---------- Information given ----------

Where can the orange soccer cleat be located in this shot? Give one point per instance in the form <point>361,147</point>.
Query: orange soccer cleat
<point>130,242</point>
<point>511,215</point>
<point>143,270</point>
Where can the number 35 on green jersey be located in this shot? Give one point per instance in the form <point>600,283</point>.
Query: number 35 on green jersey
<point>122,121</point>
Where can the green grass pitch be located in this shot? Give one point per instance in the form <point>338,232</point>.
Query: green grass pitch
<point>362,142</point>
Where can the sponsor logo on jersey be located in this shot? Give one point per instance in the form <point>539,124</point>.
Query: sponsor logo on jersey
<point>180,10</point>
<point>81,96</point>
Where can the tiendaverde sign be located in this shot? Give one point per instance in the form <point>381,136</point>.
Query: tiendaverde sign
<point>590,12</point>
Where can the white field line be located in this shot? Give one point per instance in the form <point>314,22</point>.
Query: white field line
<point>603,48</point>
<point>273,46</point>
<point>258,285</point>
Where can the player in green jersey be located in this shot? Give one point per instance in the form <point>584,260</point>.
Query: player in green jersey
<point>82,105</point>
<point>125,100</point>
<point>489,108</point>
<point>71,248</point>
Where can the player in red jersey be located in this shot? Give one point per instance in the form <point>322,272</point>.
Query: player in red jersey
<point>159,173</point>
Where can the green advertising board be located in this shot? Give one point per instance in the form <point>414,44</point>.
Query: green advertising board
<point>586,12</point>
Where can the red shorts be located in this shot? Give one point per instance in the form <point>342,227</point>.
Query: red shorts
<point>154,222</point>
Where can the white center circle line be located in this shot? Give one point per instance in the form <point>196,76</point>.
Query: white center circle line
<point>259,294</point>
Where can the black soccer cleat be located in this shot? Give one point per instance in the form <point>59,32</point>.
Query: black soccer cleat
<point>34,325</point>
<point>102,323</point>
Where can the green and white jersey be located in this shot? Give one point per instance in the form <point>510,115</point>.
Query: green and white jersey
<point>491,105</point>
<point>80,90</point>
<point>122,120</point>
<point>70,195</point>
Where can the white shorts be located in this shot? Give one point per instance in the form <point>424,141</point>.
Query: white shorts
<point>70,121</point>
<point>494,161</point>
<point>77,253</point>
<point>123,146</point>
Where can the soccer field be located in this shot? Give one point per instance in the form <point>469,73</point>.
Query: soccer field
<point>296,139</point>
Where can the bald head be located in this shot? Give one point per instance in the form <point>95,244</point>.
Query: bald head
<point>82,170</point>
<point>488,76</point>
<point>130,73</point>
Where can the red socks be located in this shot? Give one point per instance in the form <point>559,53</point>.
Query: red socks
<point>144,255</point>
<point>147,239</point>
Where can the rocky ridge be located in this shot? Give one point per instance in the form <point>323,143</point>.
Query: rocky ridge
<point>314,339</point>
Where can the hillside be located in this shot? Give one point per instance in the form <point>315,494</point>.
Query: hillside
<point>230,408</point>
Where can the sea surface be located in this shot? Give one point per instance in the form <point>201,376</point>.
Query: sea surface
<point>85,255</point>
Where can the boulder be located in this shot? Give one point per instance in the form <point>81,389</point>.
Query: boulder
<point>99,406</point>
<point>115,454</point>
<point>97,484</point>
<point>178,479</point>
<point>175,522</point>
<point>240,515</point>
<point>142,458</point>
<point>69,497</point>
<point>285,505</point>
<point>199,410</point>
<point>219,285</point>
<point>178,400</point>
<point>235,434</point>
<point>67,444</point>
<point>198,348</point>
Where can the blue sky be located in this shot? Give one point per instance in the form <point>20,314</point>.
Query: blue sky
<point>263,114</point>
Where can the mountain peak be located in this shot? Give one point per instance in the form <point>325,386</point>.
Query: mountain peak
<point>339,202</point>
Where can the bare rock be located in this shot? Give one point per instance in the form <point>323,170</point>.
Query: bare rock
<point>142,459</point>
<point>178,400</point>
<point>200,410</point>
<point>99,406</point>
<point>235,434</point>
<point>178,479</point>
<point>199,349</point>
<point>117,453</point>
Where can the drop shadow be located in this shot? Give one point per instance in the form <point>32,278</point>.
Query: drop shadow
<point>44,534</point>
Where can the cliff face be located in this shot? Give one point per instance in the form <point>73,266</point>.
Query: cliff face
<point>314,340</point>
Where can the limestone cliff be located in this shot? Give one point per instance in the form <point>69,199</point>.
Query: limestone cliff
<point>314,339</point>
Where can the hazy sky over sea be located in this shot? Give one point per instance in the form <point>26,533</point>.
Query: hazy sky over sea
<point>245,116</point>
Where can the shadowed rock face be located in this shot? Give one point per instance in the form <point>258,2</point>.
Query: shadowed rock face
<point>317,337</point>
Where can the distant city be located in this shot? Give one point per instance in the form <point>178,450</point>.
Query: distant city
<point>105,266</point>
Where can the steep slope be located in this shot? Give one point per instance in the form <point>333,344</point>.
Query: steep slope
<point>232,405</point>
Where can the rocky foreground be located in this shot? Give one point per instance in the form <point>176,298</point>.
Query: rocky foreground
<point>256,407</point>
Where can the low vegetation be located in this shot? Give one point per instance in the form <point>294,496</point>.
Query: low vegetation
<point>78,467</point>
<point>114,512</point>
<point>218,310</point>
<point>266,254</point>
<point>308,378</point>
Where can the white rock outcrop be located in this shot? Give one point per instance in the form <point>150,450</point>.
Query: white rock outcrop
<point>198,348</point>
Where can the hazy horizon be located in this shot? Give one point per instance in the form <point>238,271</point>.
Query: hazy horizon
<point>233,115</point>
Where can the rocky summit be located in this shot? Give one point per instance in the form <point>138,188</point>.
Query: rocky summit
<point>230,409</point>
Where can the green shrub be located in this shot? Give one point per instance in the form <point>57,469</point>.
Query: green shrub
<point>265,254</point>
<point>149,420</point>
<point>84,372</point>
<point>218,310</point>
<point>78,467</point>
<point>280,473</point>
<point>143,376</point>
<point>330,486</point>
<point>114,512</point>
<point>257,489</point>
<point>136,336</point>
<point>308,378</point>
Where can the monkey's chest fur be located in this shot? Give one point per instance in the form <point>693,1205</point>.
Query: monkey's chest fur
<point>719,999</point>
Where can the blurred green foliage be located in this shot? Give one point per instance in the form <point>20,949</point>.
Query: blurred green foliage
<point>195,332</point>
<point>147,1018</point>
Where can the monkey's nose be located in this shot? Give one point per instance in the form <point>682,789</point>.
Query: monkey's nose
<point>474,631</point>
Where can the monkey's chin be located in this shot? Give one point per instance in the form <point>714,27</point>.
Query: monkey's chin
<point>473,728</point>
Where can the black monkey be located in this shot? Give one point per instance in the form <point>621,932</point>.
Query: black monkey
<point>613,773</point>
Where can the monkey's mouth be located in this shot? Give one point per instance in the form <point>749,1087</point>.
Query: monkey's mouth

----------

*Work to do*. Rewrite the data from the line with "Where can the mountain" up to and including the line with "<point>256,407</point>". Shift each coordinate in the answer points by adding 149, and leave every other line unchanged.

*Full answer*.
Where can the mountain peak be located in this shot? Give one point per instance in the form <point>325,386</point>.
Query: mountain peak
<point>488,351</point>
Where can the bare rock be located in this shot? Give one point per instance in the form <point>323,170</point>.
Query: bare rock
<point>291,608</point>
<point>327,549</point>
<point>349,559</point>
<point>248,555</point>
<point>384,583</point>
<point>327,628</point>
<point>348,498</point>
<point>266,602</point>
Where can the drop shadow be located in this shot? Give one point per instance in the form <point>32,278</point>.
Query: drop shadow
<point>193,683</point>
Where can the cliff face be located in this shot? Give one point per instance in the form <point>73,266</point>.
Query: cliff face
<point>463,489</point>
Where can the limestone cliff be located in this shot? Give one point per instance in the form <point>69,199</point>.
Query: limestone cliff
<point>463,488</point>
Where can the hazy sky over sea be located in this shot? Give one point per instance in the form <point>26,533</point>.
Query: hazy sky over sea
<point>394,265</point>
Where can the shadowed rock face be located in this shot? Give one point per instance in the form <point>258,2</point>.
Query: shadowed rock face
<point>466,486</point>
Where can the distant city be located in this shot? Give one point per instance in the form <point>178,450</point>.
Query: distant city
<point>254,415</point>
Where can the steep slope be located in this shot? Give one point per instance in the form <point>333,344</point>.
Query: steep slope
<point>381,554</point>
Where can the rocky foreground be located in this shot? Give one point per instance in the form <point>176,298</point>.
Query: rocky foreground
<point>405,556</point>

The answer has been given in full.